• PROBLEM REQUIREMENTS
Pick out every line in the material below that contains the word "leaf" and copy those lines. Case counts.
───── DATA ENTRIES ─────
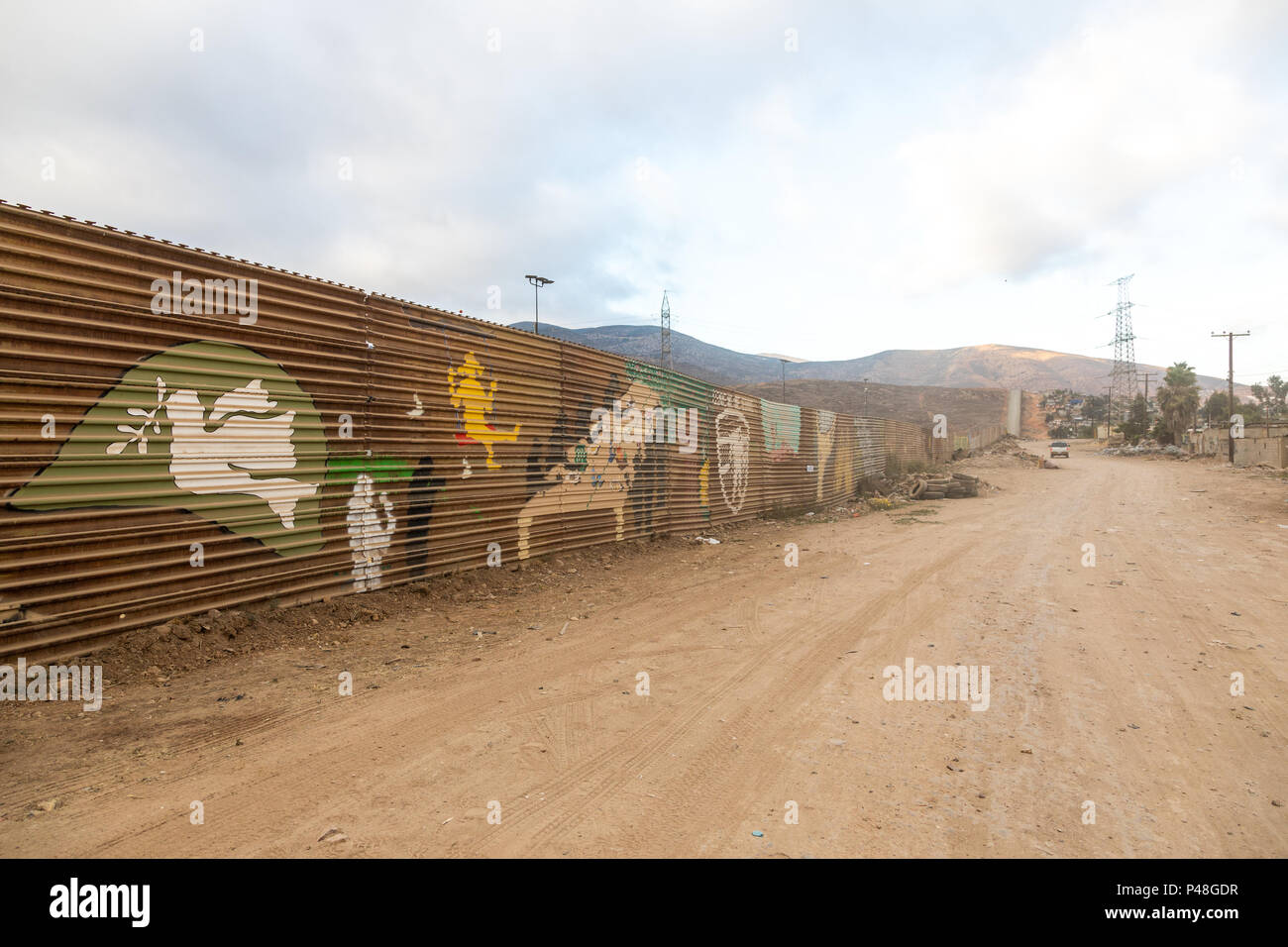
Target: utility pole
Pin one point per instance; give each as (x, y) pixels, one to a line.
─────
───── DATA ENTRIES ─────
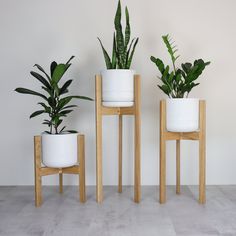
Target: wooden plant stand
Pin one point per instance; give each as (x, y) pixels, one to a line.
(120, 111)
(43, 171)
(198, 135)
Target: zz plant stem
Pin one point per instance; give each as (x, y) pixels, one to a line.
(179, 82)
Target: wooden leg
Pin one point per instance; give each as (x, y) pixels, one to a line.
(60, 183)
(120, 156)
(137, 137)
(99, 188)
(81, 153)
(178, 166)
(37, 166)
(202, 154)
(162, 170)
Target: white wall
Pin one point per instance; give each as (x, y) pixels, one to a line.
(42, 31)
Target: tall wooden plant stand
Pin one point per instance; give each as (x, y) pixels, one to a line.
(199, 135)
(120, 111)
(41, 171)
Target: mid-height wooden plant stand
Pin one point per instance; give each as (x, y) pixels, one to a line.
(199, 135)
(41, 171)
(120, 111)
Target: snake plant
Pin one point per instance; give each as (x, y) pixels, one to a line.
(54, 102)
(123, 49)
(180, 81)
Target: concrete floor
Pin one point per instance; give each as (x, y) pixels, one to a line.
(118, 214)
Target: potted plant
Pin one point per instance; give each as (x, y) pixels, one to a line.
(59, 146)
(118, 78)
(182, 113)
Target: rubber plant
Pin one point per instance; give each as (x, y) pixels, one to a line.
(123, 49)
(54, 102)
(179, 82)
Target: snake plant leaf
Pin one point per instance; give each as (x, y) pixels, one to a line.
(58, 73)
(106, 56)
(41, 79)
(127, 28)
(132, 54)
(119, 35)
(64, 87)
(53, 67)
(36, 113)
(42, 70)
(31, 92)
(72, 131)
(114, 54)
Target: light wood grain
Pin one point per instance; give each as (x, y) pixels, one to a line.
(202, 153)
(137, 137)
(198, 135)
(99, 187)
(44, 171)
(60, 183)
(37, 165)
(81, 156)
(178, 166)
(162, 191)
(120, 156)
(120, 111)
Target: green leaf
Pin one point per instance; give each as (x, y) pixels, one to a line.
─────
• EXERCISE RESPONSE
Target: snake plant leaf
Target: green leaf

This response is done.